RECORDS SUPPLIED

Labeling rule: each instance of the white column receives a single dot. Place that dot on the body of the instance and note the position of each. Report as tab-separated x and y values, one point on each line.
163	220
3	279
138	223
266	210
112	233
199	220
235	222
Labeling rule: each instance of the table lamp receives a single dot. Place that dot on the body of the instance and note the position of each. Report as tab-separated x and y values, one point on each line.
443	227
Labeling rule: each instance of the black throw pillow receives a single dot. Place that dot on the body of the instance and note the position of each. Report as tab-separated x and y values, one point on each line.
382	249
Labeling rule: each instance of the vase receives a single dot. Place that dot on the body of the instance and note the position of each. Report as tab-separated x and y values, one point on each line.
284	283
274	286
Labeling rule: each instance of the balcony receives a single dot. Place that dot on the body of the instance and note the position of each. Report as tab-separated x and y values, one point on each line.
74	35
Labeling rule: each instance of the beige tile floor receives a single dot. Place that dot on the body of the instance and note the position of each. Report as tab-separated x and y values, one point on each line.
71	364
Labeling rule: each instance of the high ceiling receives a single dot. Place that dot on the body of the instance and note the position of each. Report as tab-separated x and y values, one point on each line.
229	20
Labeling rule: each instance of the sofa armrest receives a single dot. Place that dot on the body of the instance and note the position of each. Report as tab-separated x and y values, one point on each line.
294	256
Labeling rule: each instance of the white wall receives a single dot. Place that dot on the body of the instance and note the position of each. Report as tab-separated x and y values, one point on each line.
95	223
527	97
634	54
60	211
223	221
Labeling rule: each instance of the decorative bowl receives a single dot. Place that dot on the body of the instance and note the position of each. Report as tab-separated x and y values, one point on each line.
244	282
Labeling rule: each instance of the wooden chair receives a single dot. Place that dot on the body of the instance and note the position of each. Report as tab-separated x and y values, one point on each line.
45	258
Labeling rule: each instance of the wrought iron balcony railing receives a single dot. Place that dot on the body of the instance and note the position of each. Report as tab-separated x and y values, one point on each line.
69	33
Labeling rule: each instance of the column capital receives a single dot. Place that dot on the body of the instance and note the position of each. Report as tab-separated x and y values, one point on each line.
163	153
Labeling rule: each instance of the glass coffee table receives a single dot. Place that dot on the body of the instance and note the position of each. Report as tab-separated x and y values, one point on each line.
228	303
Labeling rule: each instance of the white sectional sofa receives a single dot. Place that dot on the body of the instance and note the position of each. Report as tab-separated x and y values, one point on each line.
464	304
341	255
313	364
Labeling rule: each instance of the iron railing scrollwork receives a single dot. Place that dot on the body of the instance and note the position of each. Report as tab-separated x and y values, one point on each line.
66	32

EXERCISE DESCRIPTION
From the line containing "Labeling rule: each instance of the white sectional" to the last line of the material, please quote every line exactly and only those.

RESPONSE FOR THIS EXERCISE
Labeling rule: each instance of the white sectional sofa receives a single dot. Place that dot on the body of the instance and note the position of each. Report as tab-separated x and y values, one point on each line.
464	304
341	255
313	364
Labeling rule: each instance of the iron railing scrollwork receives a single dot. Place that dot on the body of the instance and note the position of each. Report as tab-separated x and y values, one point on each line.
66	32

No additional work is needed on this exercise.